Source document START

Lighthouse in Staten Island, New York

West Bank Light, officially West Bank Front Range Light, is a lighthouse in Lower New York Bay, within New York City, and acts as the front range light for the Ambrose Channel. It is currently active and not open to the public. The tower was built in 1901 and heightened in 1908. Staten Island Light serves as the rear range light.

On May 29, 2007, the Secretary of the Interior identified West Bank Light, offshore in Ambrose Channel–Lower New York Bay, as surplus under the National Historic Lighthouse Preservation Act of 2000. The property was described as 55 ft tall with two floors, a keeper's dwelling, and located on 0.1 acre of underwater area. The keeper's dwelling, located on the second story (about five standard stories above the ground), was 1500 ft2. It could be seen as far as the Riegelmann Boardwalk in Coney Island, Brooklyn, as well as from South Beach, Staten Island.

Source document END

▸ **Work task**
Can you carry on the West Bank Light article above from the point where it stops?

Raw data START

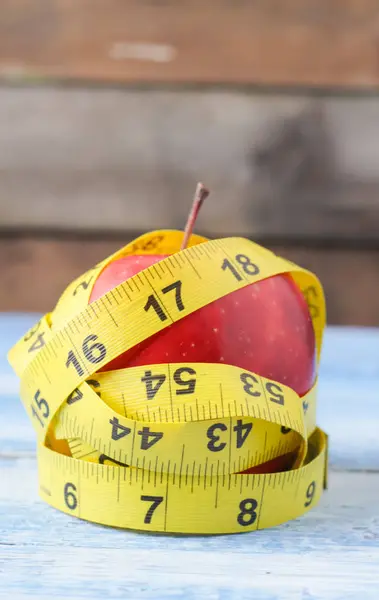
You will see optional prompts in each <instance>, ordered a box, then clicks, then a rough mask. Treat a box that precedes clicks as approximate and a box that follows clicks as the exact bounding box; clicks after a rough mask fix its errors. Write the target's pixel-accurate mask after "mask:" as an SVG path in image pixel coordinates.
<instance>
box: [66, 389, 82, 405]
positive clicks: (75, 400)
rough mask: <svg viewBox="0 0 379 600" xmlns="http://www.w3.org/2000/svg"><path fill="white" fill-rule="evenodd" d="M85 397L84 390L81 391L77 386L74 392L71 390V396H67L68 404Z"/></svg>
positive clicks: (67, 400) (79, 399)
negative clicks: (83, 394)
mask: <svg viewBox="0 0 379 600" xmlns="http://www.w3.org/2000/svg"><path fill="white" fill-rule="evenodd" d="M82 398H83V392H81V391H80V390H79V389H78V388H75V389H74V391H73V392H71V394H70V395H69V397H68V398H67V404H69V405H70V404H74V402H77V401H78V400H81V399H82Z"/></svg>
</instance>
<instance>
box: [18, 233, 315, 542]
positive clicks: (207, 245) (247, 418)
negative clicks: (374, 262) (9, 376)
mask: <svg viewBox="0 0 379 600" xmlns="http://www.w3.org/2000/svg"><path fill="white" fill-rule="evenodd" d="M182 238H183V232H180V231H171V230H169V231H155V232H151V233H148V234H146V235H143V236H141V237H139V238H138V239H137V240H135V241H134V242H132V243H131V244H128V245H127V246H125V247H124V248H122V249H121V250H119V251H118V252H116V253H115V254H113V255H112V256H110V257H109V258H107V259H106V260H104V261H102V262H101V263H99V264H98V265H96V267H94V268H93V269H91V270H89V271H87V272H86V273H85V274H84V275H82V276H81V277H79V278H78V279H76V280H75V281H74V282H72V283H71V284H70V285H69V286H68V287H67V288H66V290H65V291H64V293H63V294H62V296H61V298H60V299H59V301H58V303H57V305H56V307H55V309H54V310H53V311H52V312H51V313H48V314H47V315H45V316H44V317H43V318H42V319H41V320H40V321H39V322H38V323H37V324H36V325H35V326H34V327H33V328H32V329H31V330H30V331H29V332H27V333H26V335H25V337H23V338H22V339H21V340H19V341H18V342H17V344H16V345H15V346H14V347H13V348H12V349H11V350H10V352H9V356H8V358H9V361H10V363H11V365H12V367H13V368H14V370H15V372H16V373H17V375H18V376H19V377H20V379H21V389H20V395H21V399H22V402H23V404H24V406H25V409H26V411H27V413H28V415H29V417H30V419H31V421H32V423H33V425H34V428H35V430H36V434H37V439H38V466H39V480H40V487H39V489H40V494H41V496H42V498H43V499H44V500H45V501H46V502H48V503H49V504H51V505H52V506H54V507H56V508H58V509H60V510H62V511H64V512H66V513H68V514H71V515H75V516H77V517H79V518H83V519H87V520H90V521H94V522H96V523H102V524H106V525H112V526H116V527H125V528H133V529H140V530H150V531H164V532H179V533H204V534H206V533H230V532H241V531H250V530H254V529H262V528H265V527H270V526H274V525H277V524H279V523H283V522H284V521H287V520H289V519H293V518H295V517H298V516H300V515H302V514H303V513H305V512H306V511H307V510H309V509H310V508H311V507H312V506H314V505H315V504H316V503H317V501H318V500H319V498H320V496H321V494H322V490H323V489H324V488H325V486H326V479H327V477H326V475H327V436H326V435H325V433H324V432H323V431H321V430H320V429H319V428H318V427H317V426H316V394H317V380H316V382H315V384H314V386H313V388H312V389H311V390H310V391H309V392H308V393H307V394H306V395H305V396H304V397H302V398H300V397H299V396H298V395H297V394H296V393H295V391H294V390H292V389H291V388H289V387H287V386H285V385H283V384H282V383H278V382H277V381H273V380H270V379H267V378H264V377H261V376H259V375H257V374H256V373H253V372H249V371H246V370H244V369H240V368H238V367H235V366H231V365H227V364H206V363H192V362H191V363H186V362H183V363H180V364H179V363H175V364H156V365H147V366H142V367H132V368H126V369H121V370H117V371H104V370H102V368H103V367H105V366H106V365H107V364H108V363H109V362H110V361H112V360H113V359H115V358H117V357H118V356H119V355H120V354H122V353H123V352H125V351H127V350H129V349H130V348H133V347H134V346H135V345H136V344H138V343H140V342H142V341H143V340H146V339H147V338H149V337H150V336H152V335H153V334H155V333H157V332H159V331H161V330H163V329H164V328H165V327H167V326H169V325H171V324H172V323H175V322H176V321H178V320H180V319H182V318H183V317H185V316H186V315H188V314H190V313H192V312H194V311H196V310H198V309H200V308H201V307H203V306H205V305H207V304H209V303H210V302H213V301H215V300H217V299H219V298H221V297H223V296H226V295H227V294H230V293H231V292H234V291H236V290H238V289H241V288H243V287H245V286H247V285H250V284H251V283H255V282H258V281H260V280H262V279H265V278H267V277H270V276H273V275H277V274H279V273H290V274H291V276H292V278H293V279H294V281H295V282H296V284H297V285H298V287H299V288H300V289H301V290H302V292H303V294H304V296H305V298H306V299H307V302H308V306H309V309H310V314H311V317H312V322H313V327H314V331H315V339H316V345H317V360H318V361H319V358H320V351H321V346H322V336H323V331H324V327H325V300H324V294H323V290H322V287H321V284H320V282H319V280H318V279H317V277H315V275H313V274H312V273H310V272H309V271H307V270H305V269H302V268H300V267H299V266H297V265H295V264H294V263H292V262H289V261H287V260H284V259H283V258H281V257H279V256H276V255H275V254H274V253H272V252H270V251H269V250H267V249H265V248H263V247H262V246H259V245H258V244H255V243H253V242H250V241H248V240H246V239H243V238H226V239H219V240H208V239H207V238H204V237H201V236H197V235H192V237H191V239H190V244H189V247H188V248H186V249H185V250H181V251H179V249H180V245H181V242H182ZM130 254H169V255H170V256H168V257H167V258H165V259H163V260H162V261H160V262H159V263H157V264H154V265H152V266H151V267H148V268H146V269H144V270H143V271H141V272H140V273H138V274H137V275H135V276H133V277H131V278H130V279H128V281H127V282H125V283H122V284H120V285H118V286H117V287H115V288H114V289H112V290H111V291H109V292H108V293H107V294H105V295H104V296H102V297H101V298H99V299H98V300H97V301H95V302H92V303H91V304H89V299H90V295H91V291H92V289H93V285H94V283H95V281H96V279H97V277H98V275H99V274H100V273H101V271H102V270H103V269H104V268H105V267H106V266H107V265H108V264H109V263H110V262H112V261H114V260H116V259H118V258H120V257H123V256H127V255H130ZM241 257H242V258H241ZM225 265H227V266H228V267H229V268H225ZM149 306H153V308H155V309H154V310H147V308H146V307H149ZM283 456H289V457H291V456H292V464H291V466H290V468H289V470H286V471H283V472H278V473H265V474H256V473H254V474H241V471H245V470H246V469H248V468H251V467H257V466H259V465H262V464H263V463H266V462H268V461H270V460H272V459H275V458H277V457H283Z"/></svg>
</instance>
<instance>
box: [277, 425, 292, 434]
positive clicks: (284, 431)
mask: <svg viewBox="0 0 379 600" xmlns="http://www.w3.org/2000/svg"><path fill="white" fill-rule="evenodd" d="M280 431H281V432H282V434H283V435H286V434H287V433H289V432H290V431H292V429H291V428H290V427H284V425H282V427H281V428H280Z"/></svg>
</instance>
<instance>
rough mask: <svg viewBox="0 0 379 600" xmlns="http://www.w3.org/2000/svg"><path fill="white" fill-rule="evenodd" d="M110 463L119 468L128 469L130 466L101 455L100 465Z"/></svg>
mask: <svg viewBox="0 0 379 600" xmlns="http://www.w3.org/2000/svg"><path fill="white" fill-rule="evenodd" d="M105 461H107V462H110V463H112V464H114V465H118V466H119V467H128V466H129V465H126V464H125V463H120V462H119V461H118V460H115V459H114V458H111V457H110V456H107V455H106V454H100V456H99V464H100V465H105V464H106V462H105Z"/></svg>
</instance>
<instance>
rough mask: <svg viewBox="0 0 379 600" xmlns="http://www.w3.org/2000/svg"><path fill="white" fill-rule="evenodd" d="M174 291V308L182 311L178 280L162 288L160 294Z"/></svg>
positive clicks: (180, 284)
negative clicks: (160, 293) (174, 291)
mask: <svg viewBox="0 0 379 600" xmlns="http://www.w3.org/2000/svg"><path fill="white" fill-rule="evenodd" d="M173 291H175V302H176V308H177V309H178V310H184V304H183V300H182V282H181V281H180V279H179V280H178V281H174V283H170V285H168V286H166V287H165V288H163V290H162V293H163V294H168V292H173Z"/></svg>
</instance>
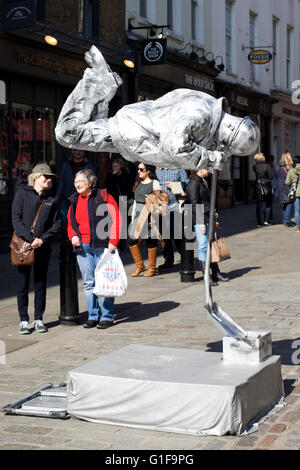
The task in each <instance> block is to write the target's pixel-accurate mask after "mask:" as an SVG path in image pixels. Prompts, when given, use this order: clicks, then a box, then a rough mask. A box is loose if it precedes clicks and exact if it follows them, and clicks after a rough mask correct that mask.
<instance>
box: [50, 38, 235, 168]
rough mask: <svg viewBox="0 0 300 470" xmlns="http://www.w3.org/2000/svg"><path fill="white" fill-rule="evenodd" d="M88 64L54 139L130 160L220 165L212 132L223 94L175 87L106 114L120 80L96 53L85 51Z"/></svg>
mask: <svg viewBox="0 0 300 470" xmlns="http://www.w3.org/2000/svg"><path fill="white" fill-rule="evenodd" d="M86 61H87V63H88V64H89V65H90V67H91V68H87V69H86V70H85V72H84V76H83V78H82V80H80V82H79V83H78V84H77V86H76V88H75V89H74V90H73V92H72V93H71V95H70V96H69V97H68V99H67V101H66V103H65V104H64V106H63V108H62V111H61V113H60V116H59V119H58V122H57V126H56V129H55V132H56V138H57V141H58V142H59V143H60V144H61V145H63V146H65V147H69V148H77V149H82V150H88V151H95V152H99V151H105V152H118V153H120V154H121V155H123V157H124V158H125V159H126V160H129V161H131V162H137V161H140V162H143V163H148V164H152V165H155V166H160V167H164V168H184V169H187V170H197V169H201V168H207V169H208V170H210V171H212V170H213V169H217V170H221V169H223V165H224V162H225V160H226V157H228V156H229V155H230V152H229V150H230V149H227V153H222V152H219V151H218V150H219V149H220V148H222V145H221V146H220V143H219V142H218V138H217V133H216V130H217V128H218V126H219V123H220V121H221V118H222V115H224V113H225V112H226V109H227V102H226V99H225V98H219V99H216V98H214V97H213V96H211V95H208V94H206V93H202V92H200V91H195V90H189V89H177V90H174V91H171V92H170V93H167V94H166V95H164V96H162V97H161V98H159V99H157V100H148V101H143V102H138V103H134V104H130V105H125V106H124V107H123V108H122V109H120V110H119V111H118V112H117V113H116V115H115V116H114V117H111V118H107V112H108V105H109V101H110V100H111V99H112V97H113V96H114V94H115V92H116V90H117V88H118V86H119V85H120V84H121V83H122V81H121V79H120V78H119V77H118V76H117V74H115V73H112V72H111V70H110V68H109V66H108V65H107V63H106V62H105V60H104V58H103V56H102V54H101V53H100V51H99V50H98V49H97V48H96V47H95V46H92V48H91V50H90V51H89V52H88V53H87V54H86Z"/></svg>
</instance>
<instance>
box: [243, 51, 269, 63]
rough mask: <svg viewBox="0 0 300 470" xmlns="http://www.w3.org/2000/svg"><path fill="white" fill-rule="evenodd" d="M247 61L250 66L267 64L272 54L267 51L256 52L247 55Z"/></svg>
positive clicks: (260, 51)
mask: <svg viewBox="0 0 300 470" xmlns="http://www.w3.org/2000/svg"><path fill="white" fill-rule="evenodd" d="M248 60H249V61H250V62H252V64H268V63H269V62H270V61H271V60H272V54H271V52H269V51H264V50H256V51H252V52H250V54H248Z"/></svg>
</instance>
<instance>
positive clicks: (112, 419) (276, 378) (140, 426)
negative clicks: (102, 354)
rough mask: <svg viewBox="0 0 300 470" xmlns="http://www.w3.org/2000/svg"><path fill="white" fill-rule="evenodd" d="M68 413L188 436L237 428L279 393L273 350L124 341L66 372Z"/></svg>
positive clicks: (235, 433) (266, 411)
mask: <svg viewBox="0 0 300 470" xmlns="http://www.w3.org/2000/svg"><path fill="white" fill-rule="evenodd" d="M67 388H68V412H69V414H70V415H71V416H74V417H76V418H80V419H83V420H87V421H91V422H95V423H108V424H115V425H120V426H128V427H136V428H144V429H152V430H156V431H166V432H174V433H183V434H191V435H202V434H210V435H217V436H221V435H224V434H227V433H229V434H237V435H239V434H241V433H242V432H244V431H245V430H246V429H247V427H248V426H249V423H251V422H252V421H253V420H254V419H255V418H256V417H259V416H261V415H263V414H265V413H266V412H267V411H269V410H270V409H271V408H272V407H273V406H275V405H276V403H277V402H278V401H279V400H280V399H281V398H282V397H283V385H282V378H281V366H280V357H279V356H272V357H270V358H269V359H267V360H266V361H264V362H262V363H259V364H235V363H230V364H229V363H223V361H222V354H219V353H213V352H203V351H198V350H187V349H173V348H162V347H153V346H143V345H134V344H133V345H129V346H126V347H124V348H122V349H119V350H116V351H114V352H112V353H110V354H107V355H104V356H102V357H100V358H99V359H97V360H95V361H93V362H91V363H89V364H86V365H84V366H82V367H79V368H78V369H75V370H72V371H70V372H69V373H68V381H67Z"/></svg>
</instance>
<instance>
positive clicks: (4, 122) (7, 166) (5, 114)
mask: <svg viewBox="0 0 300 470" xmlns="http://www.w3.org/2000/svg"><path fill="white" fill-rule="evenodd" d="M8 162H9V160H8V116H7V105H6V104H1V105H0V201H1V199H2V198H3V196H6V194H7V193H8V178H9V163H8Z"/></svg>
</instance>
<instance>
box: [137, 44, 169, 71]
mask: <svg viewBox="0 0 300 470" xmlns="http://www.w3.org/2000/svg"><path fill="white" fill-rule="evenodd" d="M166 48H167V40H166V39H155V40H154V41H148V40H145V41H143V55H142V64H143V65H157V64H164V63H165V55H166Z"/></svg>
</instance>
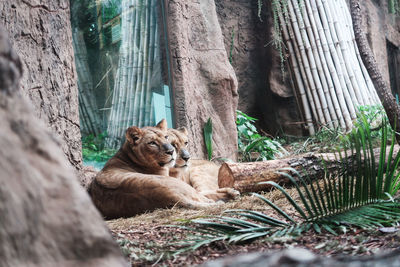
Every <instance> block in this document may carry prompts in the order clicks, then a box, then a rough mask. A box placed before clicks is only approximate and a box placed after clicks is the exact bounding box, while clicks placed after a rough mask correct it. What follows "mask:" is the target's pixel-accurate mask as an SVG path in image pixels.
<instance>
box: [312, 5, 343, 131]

Raw data END

▸ **Answer space**
No group was identified as willing and able to preserve the West Bank Light, and on June 5, 2008, the General Services Administration placed the light up for sale via auction with an initial bid was $10,000. The auction ended on August 27, 2008 at a final bid of $245,000. The sale did not close, and the light was auctioned a second time in September 2010, selling for $195,000 to Sheridan Reilly.